Start of Block
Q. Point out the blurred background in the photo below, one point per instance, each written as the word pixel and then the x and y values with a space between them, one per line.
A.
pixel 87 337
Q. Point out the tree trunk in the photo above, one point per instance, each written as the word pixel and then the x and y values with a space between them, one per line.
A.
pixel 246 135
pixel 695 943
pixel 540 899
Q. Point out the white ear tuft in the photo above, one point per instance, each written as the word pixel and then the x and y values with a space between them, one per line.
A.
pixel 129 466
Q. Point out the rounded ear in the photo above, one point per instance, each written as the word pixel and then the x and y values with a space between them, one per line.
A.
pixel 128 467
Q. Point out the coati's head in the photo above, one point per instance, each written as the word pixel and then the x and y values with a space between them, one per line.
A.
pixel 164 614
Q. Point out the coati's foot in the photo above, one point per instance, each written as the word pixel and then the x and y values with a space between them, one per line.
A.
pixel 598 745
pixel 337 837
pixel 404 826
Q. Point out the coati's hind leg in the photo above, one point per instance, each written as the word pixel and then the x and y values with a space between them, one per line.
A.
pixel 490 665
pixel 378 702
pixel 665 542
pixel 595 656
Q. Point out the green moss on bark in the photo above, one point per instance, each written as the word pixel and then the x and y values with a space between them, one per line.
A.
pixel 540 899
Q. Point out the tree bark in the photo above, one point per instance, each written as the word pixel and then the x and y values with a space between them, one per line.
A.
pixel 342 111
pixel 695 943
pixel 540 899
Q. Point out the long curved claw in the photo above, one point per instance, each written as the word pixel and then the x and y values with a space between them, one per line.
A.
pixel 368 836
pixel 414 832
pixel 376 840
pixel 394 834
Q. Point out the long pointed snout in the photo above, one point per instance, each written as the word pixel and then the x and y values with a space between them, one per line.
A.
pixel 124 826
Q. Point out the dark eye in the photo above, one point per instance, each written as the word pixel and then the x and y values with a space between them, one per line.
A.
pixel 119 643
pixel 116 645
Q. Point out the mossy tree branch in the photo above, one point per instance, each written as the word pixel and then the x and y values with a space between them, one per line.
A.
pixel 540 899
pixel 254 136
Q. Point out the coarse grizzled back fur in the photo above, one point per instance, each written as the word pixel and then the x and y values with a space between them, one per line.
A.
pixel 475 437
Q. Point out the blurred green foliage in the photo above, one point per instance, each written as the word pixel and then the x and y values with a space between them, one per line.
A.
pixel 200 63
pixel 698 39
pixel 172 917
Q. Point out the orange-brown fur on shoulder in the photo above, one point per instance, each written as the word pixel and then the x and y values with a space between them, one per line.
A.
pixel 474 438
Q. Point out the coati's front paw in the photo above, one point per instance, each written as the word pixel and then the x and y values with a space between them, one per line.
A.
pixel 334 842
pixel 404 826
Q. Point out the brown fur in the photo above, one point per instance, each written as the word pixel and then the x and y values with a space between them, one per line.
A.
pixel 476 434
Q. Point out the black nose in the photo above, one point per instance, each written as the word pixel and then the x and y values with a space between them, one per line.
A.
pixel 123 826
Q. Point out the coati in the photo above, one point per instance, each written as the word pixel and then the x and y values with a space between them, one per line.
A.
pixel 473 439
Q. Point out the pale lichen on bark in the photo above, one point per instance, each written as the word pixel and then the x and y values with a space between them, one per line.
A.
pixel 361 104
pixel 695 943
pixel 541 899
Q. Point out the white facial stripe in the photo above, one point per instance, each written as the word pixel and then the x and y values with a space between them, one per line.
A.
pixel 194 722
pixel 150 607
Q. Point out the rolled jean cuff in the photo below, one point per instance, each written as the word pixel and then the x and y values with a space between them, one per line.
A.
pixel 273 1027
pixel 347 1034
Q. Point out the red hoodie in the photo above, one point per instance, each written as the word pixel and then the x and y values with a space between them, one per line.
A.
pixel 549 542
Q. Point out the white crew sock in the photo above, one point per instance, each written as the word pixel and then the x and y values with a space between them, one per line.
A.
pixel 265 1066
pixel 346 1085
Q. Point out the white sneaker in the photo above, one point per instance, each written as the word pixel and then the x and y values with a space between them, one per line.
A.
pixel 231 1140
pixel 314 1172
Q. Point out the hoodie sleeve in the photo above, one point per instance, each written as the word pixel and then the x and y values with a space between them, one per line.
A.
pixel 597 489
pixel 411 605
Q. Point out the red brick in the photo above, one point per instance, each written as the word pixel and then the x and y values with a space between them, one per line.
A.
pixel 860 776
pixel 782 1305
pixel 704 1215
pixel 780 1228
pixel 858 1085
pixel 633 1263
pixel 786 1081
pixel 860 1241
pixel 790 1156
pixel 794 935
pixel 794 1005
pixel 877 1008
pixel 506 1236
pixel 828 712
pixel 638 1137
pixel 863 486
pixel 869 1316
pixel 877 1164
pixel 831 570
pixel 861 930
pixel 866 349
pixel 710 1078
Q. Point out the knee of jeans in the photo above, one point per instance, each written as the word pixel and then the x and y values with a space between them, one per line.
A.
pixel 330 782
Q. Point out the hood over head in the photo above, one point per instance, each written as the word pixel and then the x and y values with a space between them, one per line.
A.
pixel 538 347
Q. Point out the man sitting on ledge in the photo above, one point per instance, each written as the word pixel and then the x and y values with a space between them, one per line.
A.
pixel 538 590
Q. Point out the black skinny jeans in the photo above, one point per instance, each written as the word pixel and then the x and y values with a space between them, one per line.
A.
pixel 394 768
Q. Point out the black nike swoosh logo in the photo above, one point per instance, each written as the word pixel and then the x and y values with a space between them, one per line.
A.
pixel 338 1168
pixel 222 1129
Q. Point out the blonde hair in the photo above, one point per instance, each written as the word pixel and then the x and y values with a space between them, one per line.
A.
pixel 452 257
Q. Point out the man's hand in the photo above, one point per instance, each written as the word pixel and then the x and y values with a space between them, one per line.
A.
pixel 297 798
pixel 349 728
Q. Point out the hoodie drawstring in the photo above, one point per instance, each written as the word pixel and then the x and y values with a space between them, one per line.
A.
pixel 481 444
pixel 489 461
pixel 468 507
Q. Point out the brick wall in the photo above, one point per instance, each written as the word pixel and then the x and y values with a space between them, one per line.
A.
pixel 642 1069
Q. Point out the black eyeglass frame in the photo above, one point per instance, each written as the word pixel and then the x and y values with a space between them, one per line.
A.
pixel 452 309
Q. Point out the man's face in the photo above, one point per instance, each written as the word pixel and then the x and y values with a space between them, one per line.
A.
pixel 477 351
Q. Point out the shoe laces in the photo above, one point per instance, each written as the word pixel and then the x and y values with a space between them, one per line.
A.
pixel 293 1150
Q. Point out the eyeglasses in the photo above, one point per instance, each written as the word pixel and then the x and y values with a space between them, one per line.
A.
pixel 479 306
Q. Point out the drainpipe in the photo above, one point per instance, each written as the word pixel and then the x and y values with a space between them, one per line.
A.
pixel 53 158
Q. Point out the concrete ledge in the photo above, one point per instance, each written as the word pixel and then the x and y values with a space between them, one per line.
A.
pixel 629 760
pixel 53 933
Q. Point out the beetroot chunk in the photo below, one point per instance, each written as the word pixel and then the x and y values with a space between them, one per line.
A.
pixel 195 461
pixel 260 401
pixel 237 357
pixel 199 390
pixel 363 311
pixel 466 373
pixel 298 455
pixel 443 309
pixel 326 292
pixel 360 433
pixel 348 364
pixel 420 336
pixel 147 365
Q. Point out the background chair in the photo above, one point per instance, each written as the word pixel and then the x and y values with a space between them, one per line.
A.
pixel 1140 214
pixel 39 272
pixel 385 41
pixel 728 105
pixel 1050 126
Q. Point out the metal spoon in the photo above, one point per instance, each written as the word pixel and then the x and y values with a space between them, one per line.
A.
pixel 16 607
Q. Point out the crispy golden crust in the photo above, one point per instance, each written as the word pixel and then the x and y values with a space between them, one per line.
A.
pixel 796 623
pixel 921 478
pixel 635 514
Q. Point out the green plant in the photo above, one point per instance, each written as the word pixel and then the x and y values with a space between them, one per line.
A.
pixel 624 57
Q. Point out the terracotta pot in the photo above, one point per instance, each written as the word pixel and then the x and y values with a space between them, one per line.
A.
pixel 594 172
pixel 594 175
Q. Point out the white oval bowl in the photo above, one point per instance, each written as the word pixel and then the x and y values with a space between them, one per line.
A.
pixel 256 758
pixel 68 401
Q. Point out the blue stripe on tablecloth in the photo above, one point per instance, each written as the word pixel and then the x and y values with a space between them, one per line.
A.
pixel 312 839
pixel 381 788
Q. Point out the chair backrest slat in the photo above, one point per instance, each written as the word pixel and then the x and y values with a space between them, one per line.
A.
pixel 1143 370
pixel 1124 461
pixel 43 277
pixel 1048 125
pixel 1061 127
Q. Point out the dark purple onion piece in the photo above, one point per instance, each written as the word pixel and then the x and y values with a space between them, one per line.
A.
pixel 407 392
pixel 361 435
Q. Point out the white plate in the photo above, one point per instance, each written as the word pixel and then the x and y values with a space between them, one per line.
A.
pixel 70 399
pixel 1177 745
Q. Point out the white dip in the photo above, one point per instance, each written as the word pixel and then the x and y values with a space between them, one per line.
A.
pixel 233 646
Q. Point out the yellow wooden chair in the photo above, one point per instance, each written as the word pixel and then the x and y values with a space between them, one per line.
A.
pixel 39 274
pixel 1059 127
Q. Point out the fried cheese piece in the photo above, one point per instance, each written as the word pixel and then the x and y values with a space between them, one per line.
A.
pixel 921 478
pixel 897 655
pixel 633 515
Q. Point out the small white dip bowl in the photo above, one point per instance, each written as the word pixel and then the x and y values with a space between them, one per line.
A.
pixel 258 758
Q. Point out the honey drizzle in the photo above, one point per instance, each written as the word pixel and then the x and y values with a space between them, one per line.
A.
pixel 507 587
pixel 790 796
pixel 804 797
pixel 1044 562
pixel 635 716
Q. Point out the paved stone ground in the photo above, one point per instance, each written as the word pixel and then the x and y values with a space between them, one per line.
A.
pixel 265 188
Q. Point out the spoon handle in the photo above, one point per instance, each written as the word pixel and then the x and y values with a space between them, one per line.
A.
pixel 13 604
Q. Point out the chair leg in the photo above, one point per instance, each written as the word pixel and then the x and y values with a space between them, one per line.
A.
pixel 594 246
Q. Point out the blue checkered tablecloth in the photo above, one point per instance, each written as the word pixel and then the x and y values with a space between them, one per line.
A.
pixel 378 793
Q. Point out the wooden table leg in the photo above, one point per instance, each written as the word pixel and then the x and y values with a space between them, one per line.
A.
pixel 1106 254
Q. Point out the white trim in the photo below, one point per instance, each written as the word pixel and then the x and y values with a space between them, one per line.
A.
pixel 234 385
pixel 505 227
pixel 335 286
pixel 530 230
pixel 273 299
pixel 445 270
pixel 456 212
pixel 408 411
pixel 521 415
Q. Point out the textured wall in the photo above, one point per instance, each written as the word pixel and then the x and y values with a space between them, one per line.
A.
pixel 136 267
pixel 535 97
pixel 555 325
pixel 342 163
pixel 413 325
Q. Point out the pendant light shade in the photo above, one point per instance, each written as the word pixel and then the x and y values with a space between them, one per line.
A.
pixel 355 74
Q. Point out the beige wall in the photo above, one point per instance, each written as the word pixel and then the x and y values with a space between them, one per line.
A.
End of Block
> **Work required**:
Every line from the one containing "Q. Point out the blue checkered" through the last line above should be retyped exactly; no other lines are wanted.

> **Written answer**:
Q. Point out the blue checkered tablecloth in the photo above, one point per instance, each written as the word pixel and then the x and y values with a space between them, one per line.
A.
pixel 378 793
Q. Point out the wooden table leg in the photo above, one point per instance, each written as the word pixel and then the x and y values with a space between them, one per line.
A.
pixel 1106 254
Q. Point out the white trim in the photo below, one point per instance, each written as the word pixel and then the x and y values with a space between them, one per line.
A.
pixel 234 385
pixel 505 227
pixel 335 286
pixel 530 230
pixel 273 299
pixel 445 270
pixel 456 212
pixel 408 411
pixel 521 415
Q. Point out the textured wall in the photo above, one point per instance, each written as the word pixel and then the x and y values with a space between them, one per line.
A.
pixel 136 267
pixel 535 97
pixel 555 325
pixel 342 163
pixel 413 325
Q. Point out the pendant light shade in the photo above, one point per instance, each written as the word pixel and then the x and y values with a space between them, one per line.
A.
pixel 355 74
Q. Point out the beige wall in the photo above, one point per instance, each written as the word pixel and then the x and y values with a space between them, one per line.
A.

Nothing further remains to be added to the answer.